[What you are asked to do]
The required output is the line that contains "What to detect: tree bark texture" through the last line of the data, retyped verbatim and with nothing added.

[Image-backed grounding data]

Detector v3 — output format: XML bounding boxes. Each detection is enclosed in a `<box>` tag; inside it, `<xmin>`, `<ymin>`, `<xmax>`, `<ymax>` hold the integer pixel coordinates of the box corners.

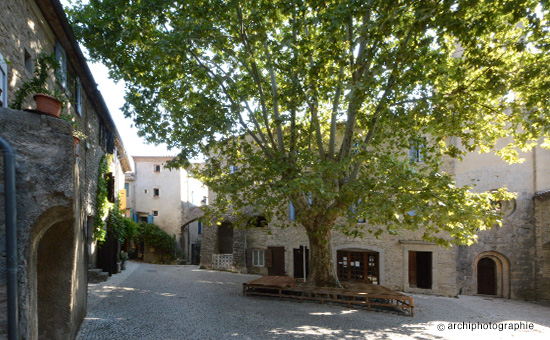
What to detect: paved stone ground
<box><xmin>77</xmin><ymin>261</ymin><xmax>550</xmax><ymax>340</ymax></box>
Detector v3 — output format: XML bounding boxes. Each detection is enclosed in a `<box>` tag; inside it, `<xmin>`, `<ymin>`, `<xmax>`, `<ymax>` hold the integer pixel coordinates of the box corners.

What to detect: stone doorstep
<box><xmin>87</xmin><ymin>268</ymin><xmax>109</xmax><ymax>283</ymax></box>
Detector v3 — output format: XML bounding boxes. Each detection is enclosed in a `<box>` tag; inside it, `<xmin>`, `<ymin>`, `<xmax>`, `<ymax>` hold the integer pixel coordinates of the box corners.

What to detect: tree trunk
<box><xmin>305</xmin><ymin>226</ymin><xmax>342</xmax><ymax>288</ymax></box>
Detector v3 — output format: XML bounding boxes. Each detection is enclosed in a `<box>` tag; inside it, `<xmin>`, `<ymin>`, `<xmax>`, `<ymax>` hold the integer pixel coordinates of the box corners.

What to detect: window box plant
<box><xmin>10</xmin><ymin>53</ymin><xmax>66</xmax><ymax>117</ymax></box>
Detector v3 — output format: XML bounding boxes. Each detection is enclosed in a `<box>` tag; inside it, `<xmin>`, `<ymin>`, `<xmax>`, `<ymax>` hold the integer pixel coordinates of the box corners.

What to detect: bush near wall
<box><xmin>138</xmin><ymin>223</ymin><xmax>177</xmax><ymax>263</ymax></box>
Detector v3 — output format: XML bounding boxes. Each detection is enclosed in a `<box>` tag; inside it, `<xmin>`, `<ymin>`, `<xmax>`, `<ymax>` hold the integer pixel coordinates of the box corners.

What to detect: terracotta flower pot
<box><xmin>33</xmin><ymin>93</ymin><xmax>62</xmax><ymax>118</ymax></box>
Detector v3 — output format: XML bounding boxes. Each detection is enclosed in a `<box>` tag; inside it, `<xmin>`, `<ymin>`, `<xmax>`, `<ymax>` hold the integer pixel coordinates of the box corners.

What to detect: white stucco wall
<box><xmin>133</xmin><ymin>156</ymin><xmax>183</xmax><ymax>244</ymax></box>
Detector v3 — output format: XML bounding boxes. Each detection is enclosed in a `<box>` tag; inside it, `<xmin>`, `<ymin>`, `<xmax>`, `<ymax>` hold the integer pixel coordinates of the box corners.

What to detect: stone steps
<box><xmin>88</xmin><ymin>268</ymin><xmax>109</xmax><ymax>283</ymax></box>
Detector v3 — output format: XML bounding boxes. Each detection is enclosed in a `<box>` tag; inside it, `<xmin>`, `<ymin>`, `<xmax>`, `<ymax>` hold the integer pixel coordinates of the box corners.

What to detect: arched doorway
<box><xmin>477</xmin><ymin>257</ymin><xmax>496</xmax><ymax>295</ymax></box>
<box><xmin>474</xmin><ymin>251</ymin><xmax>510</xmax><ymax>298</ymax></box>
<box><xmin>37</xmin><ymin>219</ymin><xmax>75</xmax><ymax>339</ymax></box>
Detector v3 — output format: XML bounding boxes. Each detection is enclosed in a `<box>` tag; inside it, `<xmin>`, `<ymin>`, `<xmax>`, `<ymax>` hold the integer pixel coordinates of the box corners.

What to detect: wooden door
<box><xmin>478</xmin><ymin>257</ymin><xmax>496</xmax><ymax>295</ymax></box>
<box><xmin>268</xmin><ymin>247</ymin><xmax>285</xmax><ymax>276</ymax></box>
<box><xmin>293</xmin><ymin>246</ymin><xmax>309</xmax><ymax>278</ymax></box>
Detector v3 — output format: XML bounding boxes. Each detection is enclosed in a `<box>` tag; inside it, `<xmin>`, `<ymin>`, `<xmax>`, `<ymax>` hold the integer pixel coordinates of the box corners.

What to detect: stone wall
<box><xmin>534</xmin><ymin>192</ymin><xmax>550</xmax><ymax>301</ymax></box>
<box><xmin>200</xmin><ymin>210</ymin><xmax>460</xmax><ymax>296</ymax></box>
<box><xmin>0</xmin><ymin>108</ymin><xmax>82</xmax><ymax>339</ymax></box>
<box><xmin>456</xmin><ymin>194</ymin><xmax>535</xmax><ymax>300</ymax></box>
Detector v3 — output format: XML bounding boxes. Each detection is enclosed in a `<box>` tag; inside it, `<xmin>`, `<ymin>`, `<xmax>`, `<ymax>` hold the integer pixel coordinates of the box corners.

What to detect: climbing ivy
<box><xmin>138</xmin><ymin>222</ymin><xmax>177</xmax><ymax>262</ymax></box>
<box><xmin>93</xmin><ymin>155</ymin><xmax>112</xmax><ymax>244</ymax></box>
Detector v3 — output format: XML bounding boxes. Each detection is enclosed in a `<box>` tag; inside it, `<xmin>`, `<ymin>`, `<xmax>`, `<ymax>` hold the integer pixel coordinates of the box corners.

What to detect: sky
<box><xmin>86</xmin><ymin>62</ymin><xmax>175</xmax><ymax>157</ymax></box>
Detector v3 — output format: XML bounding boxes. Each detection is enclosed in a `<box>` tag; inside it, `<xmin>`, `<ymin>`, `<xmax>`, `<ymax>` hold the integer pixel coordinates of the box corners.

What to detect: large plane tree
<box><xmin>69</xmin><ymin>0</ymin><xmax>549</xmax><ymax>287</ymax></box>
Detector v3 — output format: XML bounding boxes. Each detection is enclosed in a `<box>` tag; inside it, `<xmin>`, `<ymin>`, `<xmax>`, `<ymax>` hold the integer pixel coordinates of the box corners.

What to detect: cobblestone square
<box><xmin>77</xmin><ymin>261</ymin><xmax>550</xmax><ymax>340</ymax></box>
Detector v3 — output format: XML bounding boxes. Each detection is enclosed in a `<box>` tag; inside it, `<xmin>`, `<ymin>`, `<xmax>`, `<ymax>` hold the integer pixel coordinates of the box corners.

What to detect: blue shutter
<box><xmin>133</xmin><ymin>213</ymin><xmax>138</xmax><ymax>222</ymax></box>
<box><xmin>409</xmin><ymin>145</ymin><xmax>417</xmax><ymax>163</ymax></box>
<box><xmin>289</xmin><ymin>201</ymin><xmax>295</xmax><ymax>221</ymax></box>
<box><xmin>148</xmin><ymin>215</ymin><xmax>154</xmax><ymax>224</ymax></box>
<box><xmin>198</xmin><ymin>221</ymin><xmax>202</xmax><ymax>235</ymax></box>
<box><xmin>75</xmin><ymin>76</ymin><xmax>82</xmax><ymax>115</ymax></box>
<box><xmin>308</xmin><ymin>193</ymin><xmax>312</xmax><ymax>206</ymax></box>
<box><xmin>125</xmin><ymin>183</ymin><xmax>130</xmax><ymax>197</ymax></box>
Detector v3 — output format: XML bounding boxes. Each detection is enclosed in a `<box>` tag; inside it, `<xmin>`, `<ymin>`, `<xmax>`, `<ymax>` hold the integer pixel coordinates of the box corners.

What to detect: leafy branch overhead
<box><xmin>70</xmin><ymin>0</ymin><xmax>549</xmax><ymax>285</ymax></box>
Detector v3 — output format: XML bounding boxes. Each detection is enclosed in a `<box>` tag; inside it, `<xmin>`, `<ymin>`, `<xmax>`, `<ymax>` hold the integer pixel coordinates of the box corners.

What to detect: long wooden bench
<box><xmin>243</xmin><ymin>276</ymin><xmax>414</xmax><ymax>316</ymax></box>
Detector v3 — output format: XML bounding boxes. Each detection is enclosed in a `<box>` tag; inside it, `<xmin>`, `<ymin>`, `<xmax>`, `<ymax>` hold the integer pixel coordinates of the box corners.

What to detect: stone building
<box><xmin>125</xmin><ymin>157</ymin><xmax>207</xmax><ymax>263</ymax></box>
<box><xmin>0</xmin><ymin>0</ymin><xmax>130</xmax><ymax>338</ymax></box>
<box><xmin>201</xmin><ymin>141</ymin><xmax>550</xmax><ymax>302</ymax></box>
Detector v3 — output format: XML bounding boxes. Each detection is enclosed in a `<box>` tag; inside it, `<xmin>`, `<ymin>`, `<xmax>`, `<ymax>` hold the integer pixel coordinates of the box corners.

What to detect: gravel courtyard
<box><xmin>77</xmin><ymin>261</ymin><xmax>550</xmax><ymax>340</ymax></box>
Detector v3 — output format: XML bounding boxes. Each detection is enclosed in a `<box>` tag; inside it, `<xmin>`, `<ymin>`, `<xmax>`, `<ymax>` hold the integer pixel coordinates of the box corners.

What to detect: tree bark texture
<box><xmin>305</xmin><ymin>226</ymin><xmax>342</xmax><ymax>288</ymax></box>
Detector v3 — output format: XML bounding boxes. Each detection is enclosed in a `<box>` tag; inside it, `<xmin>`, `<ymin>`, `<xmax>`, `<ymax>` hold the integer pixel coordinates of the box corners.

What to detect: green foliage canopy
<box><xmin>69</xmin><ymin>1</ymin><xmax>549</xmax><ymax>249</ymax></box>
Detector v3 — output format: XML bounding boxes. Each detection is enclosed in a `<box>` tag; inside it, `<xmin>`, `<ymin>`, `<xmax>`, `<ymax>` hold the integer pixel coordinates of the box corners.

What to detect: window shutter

[Answer space]
What to detect: tree bark texture
<box><xmin>305</xmin><ymin>226</ymin><xmax>342</xmax><ymax>288</ymax></box>
Detector v3 — output format: XML bounding boxes. Each detection is enclosed in a `<box>` tag; inside it, `<xmin>`, `<ymin>`, `<xmax>`, `<ymax>` hold the integer pixel coordinates of the box corners.

What to detect: green foliage canopy
<box><xmin>69</xmin><ymin>1</ymin><xmax>549</xmax><ymax>249</ymax></box>
Detector v3 — output format: XML bounding boxes. Each detection is enclosed in a `<box>` tag; inside it, `<xmin>`, `<ymin>`, `<xmax>`, `<ymax>` hold the integer pixel coordinates of the box corners.

What to detect: window shutter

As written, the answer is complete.